● ПРЕДОСТАВЛЕННЫЕ ДАННЫЕ
______
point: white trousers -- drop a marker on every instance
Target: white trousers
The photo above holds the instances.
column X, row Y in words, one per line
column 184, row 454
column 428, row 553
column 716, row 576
______
● ЦЕЛЬ
Выведите дословно все строки приведенного выше перечня, ничего в них не изменяя.

● ПРАВИЛЬНЫЙ ОТВЕТ
point: white trousers -- drop a marker on every instance
Target: white trousers
The photo above holds the instances.
column X, row Y in words, one per line
column 184, row 454
column 428, row 553
column 716, row 576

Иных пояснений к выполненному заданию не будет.